▸ Prompt
Could you write out the items again, requests included, starting with the line that contains "slope in this photo." and going on through the end of the items, and add 142 to every x and y coordinate in the answer points? Leave the pictures out.

--- START Task data ---

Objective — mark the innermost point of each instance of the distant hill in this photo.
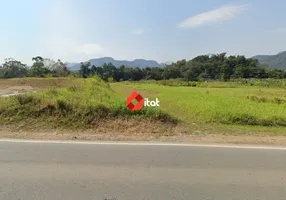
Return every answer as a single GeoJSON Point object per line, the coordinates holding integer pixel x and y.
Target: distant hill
{"type": "Point", "coordinates": [277, 61]}
{"type": "Point", "coordinates": [141, 63]}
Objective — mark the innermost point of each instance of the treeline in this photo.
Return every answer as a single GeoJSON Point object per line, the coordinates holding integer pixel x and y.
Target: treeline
{"type": "Point", "coordinates": [41, 68]}
{"type": "Point", "coordinates": [200, 68]}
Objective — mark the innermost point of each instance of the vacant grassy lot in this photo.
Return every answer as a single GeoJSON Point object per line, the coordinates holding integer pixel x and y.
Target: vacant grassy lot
{"type": "Point", "coordinates": [227, 107]}
{"type": "Point", "coordinates": [200, 110]}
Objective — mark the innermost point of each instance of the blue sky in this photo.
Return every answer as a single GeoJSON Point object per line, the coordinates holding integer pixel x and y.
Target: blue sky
{"type": "Point", "coordinates": [78, 30]}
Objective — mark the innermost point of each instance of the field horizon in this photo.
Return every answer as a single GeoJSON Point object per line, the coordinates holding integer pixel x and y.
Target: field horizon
{"type": "Point", "coordinates": [203, 111]}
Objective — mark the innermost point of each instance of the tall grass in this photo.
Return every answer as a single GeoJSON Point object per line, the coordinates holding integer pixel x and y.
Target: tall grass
{"type": "Point", "coordinates": [215, 103]}
{"type": "Point", "coordinates": [80, 105]}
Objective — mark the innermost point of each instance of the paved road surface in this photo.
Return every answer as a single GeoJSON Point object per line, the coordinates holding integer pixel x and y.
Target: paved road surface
{"type": "Point", "coordinates": [51, 171]}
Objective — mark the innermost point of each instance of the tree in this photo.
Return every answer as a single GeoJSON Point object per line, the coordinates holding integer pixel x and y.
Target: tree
{"type": "Point", "coordinates": [13, 69]}
{"type": "Point", "coordinates": [84, 69]}
{"type": "Point", "coordinates": [59, 69]}
{"type": "Point", "coordinates": [38, 68]}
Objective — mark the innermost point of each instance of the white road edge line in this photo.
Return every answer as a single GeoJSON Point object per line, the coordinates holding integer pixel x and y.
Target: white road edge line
{"type": "Point", "coordinates": [143, 144]}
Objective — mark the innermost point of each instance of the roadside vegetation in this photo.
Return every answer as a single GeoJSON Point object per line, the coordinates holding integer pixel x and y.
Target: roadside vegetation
{"type": "Point", "coordinates": [82, 104]}
{"type": "Point", "coordinates": [209, 94]}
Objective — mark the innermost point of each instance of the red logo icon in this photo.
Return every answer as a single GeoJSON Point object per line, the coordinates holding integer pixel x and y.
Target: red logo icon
{"type": "Point", "coordinates": [138, 97]}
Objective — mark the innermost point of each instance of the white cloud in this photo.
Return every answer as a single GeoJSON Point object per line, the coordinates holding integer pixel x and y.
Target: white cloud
{"type": "Point", "coordinates": [220, 14]}
{"type": "Point", "coordinates": [138, 31]}
{"type": "Point", "coordinates": [278, 30]}
{"type": "Point", "coordinates": [90, 49]}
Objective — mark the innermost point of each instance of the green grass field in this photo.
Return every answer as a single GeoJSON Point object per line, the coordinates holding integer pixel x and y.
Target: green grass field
{"type": "Point", "coordinates": [208, 107]}
{"type": "Point", "coordinates": [217, 103]}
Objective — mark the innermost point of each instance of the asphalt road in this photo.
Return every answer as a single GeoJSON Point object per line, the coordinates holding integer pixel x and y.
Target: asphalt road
{"type": "Point", "coordinates": [54, 171]}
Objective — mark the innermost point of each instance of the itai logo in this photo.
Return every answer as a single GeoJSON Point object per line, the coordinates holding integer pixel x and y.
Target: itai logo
{"type": "Point", "coordinates": [140, 101]}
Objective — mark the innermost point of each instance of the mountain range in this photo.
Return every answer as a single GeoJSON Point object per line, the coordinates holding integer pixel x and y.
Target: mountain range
{"type": "Point", "coordinates": [277, 61]}
{"type": "Point", "coordinates": [141, 63]}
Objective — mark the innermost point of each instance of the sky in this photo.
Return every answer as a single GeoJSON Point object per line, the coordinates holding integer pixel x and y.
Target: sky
{"type": "Point", "coordinates": [79, 30]}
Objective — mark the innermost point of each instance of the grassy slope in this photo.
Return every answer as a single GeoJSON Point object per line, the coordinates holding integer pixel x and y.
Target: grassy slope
{"type": "Point", "coordinates": [208, 108]}
{"type": "Point", "coordinates": [84, 104]}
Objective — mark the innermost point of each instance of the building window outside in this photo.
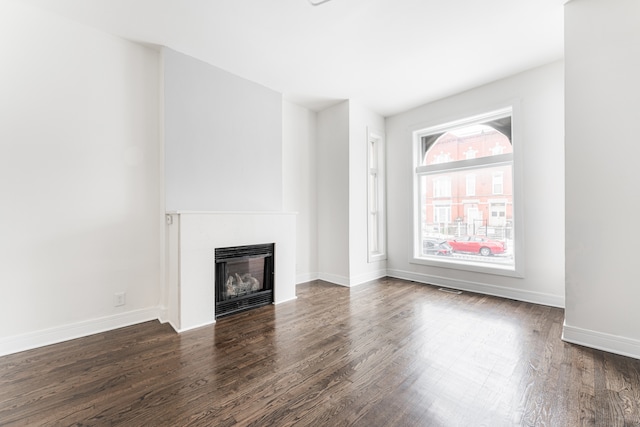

--- END Task data ---

▸ Expected answer
Objective — mark the innermost point of each instance of the grassy slope in this photo.
Return every answer as a single GeoJSON Point object per line, the coordinates holding integer pixel x and y.
Target: grassy slope
{"type": "Point", "coordinates": [350, 250]}
{"type": "Point", "coordinates": [226, 246]}
Objective — mark the innermost point of each instance of the building window outside in this photo.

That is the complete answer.